> GIVEN RECORDS
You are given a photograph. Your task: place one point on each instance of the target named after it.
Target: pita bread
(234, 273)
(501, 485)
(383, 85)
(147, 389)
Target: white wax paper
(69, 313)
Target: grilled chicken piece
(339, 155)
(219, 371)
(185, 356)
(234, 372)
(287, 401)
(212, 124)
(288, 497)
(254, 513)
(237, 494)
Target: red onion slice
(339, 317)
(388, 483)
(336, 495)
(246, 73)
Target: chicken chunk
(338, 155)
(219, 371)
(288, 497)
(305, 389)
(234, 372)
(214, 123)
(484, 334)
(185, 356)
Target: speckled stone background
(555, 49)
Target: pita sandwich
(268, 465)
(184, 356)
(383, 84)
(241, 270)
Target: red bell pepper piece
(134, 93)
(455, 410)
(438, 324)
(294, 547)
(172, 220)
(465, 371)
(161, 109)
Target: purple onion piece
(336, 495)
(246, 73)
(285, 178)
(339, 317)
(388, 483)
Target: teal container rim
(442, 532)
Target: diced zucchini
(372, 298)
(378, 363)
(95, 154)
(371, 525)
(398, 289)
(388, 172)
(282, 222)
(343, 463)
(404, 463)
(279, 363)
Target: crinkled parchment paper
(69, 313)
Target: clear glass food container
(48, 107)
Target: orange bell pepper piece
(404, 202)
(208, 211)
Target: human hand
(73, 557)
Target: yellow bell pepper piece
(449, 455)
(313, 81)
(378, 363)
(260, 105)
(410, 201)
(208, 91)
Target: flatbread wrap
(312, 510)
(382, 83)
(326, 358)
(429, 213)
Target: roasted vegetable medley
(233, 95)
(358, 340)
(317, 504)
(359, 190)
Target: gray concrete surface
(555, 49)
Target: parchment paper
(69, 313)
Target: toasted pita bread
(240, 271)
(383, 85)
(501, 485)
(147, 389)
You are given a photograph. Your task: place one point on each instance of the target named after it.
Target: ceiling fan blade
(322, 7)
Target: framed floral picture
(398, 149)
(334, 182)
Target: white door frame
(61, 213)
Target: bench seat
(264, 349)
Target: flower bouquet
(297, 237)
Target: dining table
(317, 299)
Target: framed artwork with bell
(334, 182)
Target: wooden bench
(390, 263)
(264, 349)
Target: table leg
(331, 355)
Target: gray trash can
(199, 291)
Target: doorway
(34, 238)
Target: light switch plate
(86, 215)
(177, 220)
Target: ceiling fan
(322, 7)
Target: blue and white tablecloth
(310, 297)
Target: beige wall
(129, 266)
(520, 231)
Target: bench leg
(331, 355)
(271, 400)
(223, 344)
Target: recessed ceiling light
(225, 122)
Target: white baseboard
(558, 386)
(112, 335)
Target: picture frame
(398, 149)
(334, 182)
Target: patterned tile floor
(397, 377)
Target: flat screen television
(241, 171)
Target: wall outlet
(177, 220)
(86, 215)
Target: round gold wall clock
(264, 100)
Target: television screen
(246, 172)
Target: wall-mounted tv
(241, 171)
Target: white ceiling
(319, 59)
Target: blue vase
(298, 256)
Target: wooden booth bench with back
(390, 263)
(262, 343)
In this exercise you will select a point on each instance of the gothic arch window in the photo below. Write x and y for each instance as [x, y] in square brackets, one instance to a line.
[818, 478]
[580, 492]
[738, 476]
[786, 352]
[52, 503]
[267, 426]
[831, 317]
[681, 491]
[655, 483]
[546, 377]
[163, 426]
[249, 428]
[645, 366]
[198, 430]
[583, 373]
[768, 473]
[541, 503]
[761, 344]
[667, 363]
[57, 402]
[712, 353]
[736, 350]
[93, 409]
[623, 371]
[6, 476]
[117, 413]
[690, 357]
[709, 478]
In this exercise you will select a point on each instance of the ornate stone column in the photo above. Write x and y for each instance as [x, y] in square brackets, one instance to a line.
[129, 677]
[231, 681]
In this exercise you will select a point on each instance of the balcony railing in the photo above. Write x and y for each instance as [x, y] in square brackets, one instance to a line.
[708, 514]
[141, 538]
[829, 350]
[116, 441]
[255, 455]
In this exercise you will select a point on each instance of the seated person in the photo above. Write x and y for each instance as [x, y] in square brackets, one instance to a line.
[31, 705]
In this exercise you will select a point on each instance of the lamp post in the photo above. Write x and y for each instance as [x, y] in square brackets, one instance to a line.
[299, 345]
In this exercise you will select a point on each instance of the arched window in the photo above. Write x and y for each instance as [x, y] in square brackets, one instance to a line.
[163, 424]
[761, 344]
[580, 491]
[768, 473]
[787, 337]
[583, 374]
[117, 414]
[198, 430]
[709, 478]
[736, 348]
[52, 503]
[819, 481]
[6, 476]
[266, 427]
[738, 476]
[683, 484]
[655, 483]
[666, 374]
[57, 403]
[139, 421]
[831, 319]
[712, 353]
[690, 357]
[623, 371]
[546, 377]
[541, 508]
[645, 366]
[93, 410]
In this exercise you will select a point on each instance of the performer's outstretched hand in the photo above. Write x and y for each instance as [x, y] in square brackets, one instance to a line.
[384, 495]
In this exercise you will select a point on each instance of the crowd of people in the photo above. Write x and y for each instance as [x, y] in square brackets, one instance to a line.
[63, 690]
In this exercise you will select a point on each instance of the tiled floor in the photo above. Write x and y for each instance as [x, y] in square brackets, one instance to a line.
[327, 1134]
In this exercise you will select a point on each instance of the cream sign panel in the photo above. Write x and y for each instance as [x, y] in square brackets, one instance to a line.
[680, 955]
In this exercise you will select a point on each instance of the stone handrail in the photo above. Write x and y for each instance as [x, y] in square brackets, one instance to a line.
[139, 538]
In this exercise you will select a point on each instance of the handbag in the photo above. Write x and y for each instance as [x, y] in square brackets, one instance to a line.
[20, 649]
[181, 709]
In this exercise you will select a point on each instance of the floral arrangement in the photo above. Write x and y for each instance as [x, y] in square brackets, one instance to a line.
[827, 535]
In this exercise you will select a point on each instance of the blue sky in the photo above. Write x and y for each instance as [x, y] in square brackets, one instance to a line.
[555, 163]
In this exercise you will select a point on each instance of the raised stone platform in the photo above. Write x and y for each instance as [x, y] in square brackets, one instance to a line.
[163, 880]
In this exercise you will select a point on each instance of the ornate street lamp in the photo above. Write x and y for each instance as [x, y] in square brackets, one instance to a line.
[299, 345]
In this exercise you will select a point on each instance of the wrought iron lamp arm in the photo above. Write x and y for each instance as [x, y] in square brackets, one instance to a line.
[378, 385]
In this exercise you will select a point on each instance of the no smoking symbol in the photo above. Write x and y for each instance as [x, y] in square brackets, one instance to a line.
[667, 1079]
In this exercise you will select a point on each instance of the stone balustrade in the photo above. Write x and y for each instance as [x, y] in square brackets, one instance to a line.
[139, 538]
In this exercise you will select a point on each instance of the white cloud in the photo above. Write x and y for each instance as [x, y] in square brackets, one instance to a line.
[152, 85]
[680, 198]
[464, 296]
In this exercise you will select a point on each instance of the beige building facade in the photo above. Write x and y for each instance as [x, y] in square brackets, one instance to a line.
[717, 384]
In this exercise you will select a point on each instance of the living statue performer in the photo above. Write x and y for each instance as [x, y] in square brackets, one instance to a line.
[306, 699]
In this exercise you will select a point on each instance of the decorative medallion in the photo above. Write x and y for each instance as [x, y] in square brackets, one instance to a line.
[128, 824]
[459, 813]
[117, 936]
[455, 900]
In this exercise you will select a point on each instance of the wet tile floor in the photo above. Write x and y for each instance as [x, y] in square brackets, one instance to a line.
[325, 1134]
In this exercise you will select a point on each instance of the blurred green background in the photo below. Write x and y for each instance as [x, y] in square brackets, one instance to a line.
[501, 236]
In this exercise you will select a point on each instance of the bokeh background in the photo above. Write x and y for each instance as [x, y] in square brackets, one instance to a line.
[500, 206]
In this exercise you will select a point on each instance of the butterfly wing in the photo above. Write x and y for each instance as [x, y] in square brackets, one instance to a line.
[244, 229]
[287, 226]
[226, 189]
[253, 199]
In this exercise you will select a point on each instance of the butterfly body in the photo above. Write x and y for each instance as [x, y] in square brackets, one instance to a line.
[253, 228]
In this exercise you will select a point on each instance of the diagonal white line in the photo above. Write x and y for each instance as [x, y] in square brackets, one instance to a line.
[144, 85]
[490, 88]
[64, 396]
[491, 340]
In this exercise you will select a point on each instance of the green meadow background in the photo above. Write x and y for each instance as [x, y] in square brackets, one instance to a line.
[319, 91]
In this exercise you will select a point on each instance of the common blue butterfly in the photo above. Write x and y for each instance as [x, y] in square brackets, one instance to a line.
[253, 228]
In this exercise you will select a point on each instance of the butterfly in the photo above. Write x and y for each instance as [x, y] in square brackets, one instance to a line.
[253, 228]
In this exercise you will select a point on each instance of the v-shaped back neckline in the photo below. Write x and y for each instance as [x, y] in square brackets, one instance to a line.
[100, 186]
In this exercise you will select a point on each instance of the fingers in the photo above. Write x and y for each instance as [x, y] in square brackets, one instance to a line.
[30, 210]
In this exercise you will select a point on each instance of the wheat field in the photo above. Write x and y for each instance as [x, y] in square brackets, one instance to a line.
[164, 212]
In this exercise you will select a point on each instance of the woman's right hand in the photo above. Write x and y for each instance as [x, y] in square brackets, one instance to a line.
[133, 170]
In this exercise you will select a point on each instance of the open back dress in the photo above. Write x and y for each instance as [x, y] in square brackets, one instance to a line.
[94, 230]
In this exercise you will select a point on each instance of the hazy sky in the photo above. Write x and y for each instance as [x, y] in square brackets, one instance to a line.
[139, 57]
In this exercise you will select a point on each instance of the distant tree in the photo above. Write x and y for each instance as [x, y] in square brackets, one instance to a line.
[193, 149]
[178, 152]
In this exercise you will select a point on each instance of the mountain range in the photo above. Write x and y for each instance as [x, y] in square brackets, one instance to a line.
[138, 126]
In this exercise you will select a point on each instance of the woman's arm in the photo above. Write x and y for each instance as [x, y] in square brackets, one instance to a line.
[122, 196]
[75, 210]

> ACTIVITY
Nothing before the line containing "of the distant" should be repeated; repeat that line and all later lines through the end of the data above, exactly.

> ANSWER SECTION
In this exercise you will select a point on each instance of the distant tree in the photo above. Write x and y for each instance as [x, y] in square brackets, one instance to a line.
[193, 149]
[178, 152]
In this exercise you will select a point on each instance of the mountain range in the photo above. Write x and y for each instance as [x, y] in square brackets, one instance to a line.
[138, 126]
In this exercise you will select a point on each instance of the woman's arm in the photo above. Write x and y for each instance as [x, y] in square brackets, one instance to a line.
[122, 196]
[75, 210]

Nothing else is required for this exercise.